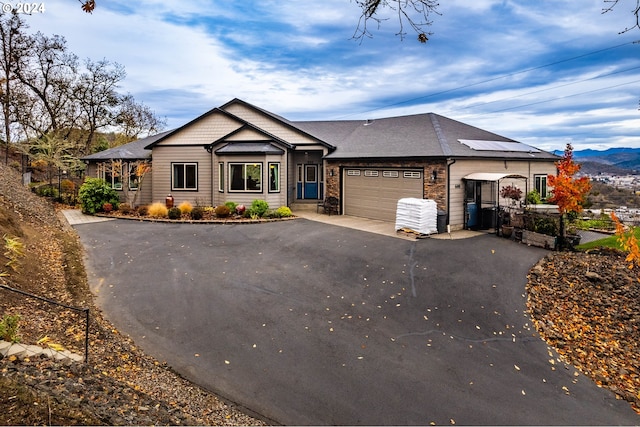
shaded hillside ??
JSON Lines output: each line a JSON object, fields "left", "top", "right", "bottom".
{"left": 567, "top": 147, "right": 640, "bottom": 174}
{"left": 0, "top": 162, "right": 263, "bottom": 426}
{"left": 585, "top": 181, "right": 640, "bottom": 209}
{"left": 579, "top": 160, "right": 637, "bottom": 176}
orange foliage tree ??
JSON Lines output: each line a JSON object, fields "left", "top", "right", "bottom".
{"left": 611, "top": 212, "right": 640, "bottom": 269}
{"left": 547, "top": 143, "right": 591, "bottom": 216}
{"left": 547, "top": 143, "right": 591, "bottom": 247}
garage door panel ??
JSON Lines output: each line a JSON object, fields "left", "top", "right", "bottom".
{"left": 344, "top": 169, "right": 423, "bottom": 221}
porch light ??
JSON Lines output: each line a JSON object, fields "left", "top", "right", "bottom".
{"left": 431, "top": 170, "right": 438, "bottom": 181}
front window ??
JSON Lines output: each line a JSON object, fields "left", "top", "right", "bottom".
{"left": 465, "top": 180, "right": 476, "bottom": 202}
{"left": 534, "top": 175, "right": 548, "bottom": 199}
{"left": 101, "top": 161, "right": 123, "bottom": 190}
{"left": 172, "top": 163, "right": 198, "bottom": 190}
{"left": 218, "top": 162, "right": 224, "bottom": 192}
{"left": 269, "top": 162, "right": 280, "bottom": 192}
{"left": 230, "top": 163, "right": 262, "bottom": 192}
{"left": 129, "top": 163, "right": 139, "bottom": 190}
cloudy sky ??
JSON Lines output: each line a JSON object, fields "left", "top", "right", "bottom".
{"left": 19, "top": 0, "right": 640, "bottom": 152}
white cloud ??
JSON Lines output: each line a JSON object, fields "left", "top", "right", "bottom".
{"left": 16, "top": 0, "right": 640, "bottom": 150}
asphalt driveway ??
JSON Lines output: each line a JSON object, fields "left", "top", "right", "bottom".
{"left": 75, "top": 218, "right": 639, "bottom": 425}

---

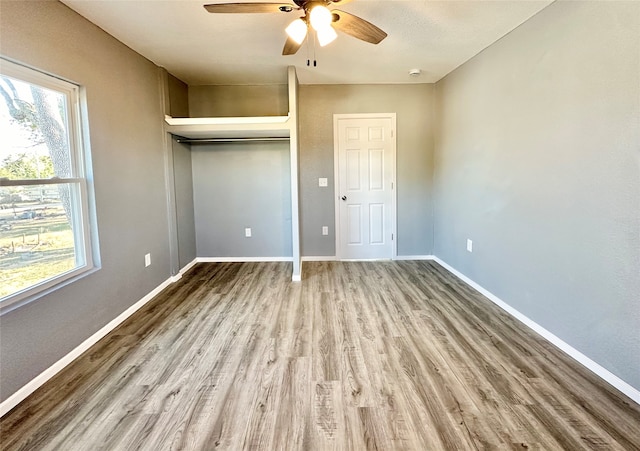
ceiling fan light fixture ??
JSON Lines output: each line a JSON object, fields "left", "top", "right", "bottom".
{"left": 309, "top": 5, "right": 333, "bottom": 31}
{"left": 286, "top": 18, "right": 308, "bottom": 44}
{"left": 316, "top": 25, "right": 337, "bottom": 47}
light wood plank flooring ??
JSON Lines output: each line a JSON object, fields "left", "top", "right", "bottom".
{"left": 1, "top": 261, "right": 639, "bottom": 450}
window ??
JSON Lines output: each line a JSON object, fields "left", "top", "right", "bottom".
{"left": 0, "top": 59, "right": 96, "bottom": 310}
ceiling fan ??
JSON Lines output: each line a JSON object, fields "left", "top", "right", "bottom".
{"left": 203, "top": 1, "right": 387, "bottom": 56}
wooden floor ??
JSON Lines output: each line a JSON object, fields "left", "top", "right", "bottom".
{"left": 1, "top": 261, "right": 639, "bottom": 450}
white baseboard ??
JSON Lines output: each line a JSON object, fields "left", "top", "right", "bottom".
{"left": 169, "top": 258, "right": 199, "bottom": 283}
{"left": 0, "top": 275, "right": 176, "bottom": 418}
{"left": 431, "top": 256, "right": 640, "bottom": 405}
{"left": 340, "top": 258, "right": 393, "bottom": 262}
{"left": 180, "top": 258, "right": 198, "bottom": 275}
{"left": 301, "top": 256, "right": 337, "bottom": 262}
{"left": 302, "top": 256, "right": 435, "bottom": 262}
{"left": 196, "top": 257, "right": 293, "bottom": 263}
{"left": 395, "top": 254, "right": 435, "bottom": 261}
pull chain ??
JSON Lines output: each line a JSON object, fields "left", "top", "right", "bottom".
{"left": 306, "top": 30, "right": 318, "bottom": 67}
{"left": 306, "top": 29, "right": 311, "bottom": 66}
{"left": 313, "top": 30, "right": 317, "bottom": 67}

---

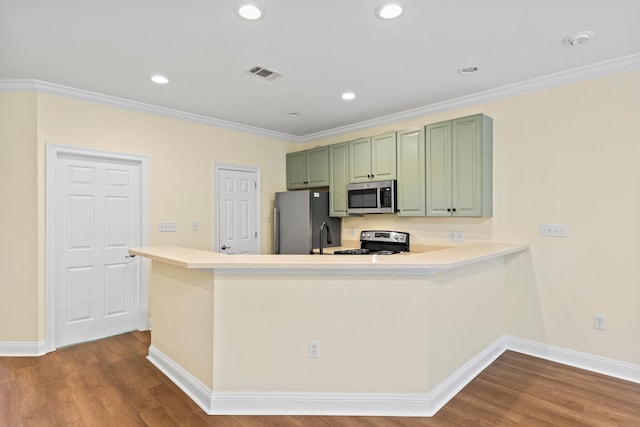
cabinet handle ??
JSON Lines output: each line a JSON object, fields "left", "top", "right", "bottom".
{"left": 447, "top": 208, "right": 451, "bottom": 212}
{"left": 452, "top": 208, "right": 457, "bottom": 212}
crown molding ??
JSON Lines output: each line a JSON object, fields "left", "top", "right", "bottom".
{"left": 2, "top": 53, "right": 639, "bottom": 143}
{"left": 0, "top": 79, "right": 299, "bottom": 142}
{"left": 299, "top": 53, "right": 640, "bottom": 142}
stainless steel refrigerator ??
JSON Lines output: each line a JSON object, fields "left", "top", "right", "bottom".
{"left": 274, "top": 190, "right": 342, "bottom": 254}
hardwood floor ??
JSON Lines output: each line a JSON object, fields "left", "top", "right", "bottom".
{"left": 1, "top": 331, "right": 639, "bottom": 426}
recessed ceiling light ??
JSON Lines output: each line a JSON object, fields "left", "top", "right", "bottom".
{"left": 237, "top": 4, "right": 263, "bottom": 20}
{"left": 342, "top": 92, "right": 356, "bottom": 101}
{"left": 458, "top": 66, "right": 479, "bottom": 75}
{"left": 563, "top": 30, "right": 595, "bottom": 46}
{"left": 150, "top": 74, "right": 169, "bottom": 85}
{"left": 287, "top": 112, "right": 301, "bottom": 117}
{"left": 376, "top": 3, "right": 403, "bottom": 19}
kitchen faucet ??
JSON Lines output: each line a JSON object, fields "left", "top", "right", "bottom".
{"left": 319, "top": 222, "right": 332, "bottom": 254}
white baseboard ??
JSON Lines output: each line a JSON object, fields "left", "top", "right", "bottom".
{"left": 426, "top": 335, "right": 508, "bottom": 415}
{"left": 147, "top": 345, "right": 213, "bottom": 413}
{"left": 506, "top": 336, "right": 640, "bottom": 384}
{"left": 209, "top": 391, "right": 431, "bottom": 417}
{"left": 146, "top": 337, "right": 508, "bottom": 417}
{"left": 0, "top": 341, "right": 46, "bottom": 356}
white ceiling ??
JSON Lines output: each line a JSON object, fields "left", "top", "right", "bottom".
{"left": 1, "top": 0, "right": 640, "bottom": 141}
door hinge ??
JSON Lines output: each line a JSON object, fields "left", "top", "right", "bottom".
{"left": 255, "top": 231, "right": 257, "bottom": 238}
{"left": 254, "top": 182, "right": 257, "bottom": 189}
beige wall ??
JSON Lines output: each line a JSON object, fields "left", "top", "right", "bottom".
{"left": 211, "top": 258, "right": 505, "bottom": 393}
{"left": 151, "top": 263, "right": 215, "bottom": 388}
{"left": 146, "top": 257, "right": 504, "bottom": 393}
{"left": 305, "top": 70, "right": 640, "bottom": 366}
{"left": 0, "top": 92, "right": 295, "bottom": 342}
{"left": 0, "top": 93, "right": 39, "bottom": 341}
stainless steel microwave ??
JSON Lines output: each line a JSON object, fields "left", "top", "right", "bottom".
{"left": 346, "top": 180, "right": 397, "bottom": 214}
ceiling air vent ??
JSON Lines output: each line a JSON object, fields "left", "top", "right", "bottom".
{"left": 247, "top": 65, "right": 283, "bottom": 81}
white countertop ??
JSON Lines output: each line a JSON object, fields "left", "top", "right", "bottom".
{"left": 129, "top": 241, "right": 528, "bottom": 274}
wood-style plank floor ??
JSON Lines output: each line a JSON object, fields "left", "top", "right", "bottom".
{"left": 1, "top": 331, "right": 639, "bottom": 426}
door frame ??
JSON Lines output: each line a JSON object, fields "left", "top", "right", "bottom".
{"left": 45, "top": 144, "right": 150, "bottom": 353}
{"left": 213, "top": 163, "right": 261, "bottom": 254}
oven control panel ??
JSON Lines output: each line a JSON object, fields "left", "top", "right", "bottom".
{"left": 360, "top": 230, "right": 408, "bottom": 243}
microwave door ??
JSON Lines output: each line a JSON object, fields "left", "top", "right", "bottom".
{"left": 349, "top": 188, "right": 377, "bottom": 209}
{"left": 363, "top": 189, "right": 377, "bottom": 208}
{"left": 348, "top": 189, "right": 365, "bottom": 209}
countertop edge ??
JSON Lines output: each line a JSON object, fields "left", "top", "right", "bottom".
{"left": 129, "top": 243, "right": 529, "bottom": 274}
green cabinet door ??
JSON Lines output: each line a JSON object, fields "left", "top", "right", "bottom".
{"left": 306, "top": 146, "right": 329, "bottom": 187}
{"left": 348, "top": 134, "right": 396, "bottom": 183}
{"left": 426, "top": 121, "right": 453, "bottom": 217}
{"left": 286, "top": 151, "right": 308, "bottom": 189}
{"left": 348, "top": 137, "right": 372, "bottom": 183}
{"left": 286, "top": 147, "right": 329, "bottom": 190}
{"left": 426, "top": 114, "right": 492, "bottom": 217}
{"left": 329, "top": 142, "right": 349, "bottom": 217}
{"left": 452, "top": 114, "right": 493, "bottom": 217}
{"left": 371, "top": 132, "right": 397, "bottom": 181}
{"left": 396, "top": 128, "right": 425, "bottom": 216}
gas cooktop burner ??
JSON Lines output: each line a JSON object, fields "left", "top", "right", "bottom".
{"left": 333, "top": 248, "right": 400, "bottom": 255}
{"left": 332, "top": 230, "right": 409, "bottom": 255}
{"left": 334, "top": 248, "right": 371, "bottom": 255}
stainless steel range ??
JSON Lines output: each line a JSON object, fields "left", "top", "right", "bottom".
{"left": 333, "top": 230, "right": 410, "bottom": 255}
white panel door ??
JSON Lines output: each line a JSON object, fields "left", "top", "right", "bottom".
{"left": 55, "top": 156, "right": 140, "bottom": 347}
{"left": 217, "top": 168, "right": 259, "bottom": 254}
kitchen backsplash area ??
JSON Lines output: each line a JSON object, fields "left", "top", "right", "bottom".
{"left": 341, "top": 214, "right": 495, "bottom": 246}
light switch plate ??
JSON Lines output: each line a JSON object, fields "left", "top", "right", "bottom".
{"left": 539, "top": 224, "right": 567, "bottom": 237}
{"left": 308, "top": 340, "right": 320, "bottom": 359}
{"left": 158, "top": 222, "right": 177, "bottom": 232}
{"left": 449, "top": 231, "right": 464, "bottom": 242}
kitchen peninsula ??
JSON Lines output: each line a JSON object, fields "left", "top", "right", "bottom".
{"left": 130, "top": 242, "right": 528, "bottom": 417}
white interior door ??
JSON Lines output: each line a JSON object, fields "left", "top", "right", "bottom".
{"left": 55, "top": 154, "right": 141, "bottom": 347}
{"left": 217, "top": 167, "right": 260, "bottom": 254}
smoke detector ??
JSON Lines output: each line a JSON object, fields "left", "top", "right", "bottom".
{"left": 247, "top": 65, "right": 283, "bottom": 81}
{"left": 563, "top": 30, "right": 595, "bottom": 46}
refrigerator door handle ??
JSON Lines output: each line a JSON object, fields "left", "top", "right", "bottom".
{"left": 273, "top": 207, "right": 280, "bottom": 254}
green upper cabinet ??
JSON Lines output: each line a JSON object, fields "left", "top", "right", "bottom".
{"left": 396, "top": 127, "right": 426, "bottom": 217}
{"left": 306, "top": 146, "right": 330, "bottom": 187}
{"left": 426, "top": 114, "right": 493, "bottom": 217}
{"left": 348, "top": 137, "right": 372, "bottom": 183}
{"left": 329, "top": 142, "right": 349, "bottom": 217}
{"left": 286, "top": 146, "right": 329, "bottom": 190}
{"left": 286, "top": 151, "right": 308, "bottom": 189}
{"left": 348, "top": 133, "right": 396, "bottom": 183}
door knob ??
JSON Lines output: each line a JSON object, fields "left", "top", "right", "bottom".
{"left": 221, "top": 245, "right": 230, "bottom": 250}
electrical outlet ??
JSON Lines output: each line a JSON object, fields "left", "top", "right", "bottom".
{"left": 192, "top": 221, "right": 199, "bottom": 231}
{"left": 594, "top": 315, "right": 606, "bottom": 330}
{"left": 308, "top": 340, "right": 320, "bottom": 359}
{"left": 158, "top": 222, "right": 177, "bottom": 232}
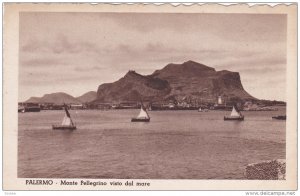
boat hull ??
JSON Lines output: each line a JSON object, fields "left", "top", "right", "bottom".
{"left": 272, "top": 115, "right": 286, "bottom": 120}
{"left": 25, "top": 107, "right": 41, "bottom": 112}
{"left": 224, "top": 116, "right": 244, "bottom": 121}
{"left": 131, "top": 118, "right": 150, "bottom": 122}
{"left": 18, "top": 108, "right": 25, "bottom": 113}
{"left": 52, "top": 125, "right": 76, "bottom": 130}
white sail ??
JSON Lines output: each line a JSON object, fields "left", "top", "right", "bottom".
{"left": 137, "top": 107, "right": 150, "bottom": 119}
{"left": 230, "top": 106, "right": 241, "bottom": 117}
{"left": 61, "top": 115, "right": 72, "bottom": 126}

- WORK REQUIRED
Please give back, exactly as it stands above, the stretch from the line with "shaded hillside ??" through the line with "porch light ??", and no line outside it.

- EXPECTED ANSWER
shaded hillside ??
JSON Lines output: each line a JSON object, fields "left", "top", "right", "bottom".
{"left": 567, "top": 147, "right": 640, "bottom": 174}
{"left": 0, "top": 162, "right": 263, "bottom": 426}
{"left": 585, "top": 181, "right": 640, "bottom": 209}
{"left": 579, "top": 160, "right": 637, "bottom": 176}
orange foliage tree ??
JSON Lines output: each line a JSON object, fields "left", "top", "right", "bottom".
{"left": 611, "top": 212, "right": 640, "bottom": 269}
{"left": 547, "top": 143, "right": 591, "bottom": 216}
{"left": 547, "top": 143, "right": 591, "bottom": 247}
garage door panel ??
JSON Lines output: each line a JSON object, fields "left", "top", "right", "bottom".
{"left": 344, "top": 169, "right": 423, "bottom": 221}
porch light ??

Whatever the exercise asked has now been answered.